• [REQUIREMENT] Exactly reproduce the lines from the one holding "the white support" through the final line of the listing below, with both ends included and nothing else.

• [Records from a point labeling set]
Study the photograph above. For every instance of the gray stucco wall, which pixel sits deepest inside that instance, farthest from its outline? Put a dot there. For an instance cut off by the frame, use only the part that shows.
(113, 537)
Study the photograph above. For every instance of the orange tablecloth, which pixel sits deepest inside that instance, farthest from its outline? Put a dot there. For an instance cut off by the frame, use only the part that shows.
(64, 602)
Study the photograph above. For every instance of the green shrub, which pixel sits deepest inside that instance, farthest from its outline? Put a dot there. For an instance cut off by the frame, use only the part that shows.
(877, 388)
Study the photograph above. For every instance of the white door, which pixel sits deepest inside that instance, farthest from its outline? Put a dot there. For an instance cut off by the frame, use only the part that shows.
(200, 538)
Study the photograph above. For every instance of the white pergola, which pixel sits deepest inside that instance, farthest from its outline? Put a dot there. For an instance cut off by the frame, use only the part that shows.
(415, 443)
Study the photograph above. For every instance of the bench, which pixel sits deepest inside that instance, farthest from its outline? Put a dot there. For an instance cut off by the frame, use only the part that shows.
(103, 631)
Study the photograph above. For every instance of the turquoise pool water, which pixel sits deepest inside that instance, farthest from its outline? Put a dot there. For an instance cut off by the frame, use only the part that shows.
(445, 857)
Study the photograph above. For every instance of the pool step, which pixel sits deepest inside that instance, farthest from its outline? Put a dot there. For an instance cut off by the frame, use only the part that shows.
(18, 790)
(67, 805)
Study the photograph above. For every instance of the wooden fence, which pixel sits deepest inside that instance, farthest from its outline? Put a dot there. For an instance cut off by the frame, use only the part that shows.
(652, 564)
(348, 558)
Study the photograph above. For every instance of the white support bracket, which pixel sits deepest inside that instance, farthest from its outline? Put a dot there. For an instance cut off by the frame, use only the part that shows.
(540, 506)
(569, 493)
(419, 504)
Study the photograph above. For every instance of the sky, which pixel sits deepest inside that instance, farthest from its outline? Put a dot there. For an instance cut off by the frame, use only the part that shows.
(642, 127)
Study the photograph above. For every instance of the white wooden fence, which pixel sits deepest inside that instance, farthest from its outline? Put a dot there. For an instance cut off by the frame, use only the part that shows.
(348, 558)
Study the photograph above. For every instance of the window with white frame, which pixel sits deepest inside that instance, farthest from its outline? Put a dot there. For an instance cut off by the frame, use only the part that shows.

• [CORRECT ANSWER]
Study the photograph above. For every instance of the white support bracket, which pixel sits deepest inside that instance, farthest from its outline? Put a dot there. For an instance cut off by the frame, use only the part that shows.
(540, 506)
(569, 493)
(419, 504)
Study the photograph above. For every instance of the sky, which pixel sits deepest inside that instance, farthest from its outline? Put a dot there. For an instance cut off by the frame, use only the part that shows.
(642, 127)
Study the photograph above. For every instance of the white wooden fence, which pixel sits deepest inside that instance, farthest from its outline? Put a dot there. For an instance cut off by the frame, use only the part that shows.
(348, 558)
Study the photograph above. For every instance of the window with white frame, which pixel sits deepest inside that instance, farthest from its outline? Put a dot there. For an instance cut off by the frame, use only the part that shows.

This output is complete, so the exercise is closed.